# START OF INPUT RECORDS
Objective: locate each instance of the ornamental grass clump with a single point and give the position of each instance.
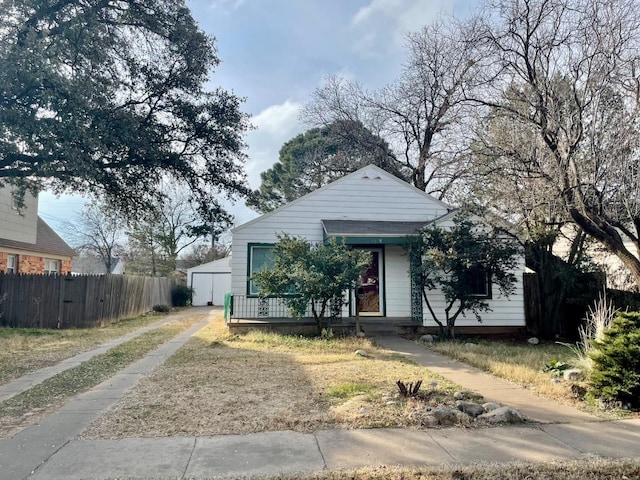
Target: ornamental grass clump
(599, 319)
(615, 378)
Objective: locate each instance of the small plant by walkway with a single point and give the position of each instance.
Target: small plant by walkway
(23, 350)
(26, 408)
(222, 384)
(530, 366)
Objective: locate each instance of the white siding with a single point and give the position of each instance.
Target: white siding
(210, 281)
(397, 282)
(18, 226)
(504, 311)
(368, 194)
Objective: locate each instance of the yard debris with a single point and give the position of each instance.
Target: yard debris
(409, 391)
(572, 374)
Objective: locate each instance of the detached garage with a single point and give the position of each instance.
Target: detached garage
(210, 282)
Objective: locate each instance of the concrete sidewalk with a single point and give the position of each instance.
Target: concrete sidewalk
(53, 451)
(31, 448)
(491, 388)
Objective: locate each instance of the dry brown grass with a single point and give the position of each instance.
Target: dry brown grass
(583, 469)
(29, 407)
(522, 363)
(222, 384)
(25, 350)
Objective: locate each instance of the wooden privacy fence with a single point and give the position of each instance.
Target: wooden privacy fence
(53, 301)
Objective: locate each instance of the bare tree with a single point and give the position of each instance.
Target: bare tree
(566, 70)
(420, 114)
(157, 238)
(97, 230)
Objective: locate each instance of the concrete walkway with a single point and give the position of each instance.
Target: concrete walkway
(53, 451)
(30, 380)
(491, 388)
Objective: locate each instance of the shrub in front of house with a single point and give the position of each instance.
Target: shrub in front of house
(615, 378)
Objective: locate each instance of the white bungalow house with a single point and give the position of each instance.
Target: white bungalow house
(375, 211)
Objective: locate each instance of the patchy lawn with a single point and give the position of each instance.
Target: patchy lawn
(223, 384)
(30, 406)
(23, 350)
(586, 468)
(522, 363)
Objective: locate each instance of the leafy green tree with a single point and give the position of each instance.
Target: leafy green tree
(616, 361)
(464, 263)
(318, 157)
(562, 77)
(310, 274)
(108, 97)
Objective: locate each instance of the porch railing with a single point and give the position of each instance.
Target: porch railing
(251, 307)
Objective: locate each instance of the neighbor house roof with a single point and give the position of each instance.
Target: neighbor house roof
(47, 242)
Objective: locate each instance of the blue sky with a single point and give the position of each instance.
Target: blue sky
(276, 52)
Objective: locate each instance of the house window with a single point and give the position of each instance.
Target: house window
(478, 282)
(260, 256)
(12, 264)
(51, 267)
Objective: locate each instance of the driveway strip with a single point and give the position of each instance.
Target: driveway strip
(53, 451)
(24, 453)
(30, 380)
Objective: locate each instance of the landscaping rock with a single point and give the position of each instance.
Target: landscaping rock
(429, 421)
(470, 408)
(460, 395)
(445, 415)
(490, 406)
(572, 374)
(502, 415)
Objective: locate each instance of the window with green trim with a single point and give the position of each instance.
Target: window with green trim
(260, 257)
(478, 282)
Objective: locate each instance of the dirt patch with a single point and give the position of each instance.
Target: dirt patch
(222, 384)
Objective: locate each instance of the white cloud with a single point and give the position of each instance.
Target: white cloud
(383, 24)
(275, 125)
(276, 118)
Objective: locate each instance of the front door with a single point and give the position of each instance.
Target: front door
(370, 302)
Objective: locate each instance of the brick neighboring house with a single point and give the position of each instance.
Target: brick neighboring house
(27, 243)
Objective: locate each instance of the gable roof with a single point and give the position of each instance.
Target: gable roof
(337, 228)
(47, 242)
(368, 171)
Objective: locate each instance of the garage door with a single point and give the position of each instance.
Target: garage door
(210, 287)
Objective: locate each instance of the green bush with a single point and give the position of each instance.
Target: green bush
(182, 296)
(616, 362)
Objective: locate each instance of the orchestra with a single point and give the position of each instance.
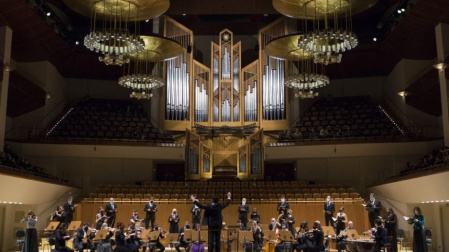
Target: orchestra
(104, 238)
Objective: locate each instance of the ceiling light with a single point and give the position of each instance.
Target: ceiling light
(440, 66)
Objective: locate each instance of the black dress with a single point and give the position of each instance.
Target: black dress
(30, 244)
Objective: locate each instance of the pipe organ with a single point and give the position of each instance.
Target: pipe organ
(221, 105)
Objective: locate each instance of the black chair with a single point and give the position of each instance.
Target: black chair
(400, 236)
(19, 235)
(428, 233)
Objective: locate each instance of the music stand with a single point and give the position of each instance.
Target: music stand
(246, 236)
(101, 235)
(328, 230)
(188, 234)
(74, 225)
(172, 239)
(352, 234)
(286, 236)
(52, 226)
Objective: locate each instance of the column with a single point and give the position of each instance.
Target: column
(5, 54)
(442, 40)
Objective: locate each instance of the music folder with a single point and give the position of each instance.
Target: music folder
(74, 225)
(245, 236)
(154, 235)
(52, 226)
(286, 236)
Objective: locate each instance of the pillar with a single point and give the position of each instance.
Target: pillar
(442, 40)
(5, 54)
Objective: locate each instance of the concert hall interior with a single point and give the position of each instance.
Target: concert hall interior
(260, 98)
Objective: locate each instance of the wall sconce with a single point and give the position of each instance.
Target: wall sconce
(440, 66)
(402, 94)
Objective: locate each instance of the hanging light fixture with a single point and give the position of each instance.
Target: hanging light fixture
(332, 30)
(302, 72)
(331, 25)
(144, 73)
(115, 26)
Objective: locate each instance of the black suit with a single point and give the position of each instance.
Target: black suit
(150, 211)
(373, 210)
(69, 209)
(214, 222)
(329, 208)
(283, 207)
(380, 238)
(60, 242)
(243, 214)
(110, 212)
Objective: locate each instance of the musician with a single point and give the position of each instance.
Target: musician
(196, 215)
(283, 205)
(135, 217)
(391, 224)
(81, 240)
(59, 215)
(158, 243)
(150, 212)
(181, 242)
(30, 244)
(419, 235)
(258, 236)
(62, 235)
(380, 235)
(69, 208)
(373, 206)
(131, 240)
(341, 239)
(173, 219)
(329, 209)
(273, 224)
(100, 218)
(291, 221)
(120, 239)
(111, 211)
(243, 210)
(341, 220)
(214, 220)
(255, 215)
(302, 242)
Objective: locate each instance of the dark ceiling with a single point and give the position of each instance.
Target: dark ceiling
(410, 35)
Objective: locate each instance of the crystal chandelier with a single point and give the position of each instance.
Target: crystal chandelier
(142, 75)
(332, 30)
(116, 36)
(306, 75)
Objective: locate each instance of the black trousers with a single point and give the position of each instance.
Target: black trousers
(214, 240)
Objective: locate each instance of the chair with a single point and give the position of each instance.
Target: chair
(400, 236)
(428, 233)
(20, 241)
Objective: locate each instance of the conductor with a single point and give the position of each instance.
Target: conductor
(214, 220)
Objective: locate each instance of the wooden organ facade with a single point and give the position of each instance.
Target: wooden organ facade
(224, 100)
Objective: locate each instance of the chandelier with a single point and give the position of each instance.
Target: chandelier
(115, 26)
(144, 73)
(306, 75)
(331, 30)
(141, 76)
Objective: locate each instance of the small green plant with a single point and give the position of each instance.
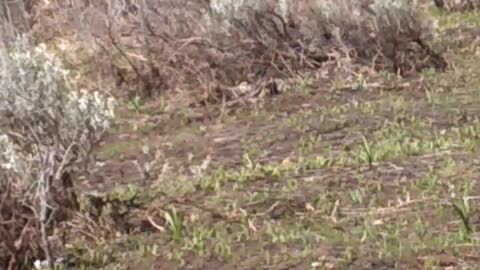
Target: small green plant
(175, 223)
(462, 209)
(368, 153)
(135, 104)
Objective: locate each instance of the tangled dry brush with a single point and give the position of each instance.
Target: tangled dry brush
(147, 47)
# END OF INPUT RECORDS
Each line of the data is to be duplicated exactly; pictures stay out of the copy.

#### CORRECT RESPONSE:
Objective: locate each instance of the ornamental grass clump with a single point and give the position of each instance.
Target: ornamental grass clump
(599, 319)
(615, 378)
Objective: locate each instance of the small plant by walkway with a single point and give the position of each instance.
Target: small plant by walkway
(23, 350)
(26, 408)
(222, 384)
(530, 366)
Objective: locate each instance of the white siding with a single point and give the position of each instance.
Target: white siding
(210, 281)
(397, 282)
(18, 226)
(504, 311)
(368, 194)
Objective: locate each instance of the yard debris with a single point and give the position of each instance.
Target: yard debris
(409, 391)
(572, 374)
Objective: locate each instance of the detached garage with a single point and give the position of each instance.
Target: detached garage
(210, 282)
Objective: locate each instance of the concrete sidewalk with a single point and give the position of each instance.
Target: concrete sidewalk
(53, 451)
(31, 448)
(491, 388)
Objective: locate each instance of the dry brown grass with a single point and give the position of each instance.
Target: dry brown grass
(583, 469)
(29, 407)
(522, 363)
(222, 384)
(25, 350)
Objective: locate each instance of the wooden privacy fence with a single point and give the position of each instance.
Target: wooden privacy fence
(53, 301)
Objective: locate each instance of the bare tree with a single point and give the position of each instance.
Target: bare tree
(566, 70)
(420, 114)
(157, 238)
(97, 230)
Objective: locate each instance of the concrete walkway with a single point and give the position of each instance.
Target: concrete walkway
(53, 451)
(30, 380)
(491, 388)
Objective: locate each instance of the shrub in front of house with a single point and give the position of each instance.
Target: shrub in front of house
(615, 378)
Objective: locate each instance of the white bungalow house with a single point and give the position of each instance.
Target: white bungalow house
(375, 211)
Objective: locate each instance of the patchy lawn with a single point and give the position of each instance.
Target: patchy lawn
(223, 384)
(30, 406)
(23, 350)
(586, 468)
(522, 363)
Objective: locate each instance of the leafy green tree with a single point and give the position of each instance.
Target: leafy green tree
(616, 361)
(464, 263)
(318, 157)
(562, 77)
(310, 274)
(108, 97)
Objective: locate each instance of the porch railing with a single point and give the position of each instance.
Target: porch railing
(251, 307)
Objective: locate each instance of the neighbor house roof with a single point and give the position of each instance.
Target: neighbor house roof
(47, 242)
Objective: locate each instance of the blue sky with a single point and give the position of each instance.
Target: blue sky
(276, 52)
Objective: locate each instance of the house window with a single point and give the position of each instance.
Target: house window
(478, 282)
(260, 256)
(12, 264)
(51, 267)
Objective: locate each instance of the driveway strip with a single point and give the position of each instance.
Target: driveway strip
(53, 451)
(24, 453)
(30, 380)
Objective: locate each instance of the landscaping rock with a single point and give the position of each instance.
Target: landscaping rock
(429, 421)
(470, 408)
(460, 395)
(445, 415)
(490, 406)
(572, 374)
(502, 415)
Objective: locate each instance of the window with green trim with a single point and give the position of each instance.
Target: window with green trim
(260, 257)
(478, 282)
Objective: locate each instance of the dirt patch with a single point and give the position of each instance.
Target: dirt patch
(222, 384)
Objective: locate each instance of the white cloud with a single point and give the position of each instance.
Target: white cloud
(383, 24)
(275, 125)
(276, 118)
Objective: locate each instance of the front door with a single point and give the position of each instance.
Target: front door
(370, 302)
Objective: locate each instance of the brick neighboring house with a single point and give the position of each instance.
Target: brick neighboring house
(27, 243)
Objective: locate each instance of the gable roof with a single point and give the position of each instance.
Target: gable roof
(337, 228)
(47, 242)
(368, 171)
Objective: locate each instance of the garage door with a single point and give the position of each instance.
Target: garage door
(210, 287)
Objective: locate each instance of the green bush with a single point and give the position of each instance.
Target: green bush
(182, 296)
(616, 362)
Objective: locate each instance of the orchestra with a single point and give the position of each instance.
Target: orchestra
(104, 238)
Objective: locate each instance of the ceiling light with a single point and give the position of each instance.
Target: ceiling light
(440, 66)
Objective: locate each instance of the black dress with a single point and give the position of each instance.
Target: black dress
(30, 244)
Objective: locate each instance of the pipe organ with a single point and give the position of each instance.
Target: pipe organ
(221, 105)
Objective: locate each instance of the black chair with a single point and give the position of each instance.
Target: black chair
(400, 236)
(19, 235)
(428, 233)
Objective: locate each instance of the music stand with a single point and give the position of each instance.
Target: music stand
(246, 236)
(101, 235)
(328, 230)
(188, 234)
(74, 225)
(172, 239)
(352, 234)
(286, 236)
(52, 226)
Objective: locate each instance of the column with a single point and give the position of each instance.
Target: column
(5, 54)
(442, 40)
Objective: locate each instance of the music folder with a single point and give the position of each instance.
Target: music folder
(74, 225)
(245, 236)
(154, 235)
(52, 226)
(286, 236)
Objective: locate each instance of the pillar with a single point and give the position of each instance.
Target: pillar
(442, 40)
(5, 54)
Objective: locate each instance of the concert hall interior with a single point and give the position of each instance.
Target: concert hall interior
(260, 98)
Objective: locate each instance of the wall sconce with a single point and give the position of each instance.
Target: wall sconce
(440, 66)
(402, 94)
Objective: locate each instance of the hanging light fixture with a single point and give the position of each instance.
Target: hanging light fixture
(332, 30)
(302, 72)
(331, 25)
(144, 73)
(115, 26)
Objective: locate each instance of the black suit with a single point and give the position of each instance.
Target: black suit
(150, 211)
(373, 210)
(69, 209)
(214, 222)
(329, 208)
(283, 207)
(380, 238)
(60, 242)
(243, 214)
(110, 212)
Objective: locate each instance of the musician with a single point and give the position of each instance.
Target: musician
(196, 215)
(283, 205)
(135, 217)
(391, 224)
(81, 240)
(59, 215)
(158, 243)
(150, 212)
(181, 242)
(30, 244)
(419, 235)
(258, 236)
(62, 235)
(380, 235)
(69, 208)
(373, 206)
(131, 240)
(341, 239)
(173, 219)
(329, 209)
(273, 224)
(100, 218)
(291, 221)
(120, 239)
(111, 211)
(243, 210)
(341, 220)
(214, 220)
(255, 215)
(302, 242)
Objective: locate each instance of the dark ceiling with a single point and give the position of each instance.
Target: dark ceiling
(410, 35)
Objective: locate each instance of the crystal chandelier with a single point and give the position of each instance.
Target: crystal chandelier
(142, 75)
(332, 30)
(116, 36)
(306, 75)
Objective: locate each instance of the black trousers with a single point and give the position of each instance.
Target: black trousers
(214, 240)
Objective: locate each instance of the chair with a single point and give the position of each instance.
Target: chair
(400, 236)
(428, 233)
(20, 241)
Objective: locate each instance of the conductor with a single point and give the position of each instance.
Target: conductor
(214, 220)
Objective: locate each instance of the wooden organ facade with a single point and give the position of each instance.
Target: wooden organ facade
(224, 100)
Objective: locate each instance of the chandelier with a single point and give the position of each instance.
Target: chandelier
(115, 26)
(144, 73)
(306, 75)
(331, 30)
(141, 76)
Objective: locate each instance of the small green plant with a single point and give the position of each instance.
Target: small green plant
(175, 223)
(462, 209)
(368, 153)
(135, 104)
Objective: locate each instance of the tangled dry brush with a single point and give the position of each instance.
Target: tangled dry brush
(147, 47)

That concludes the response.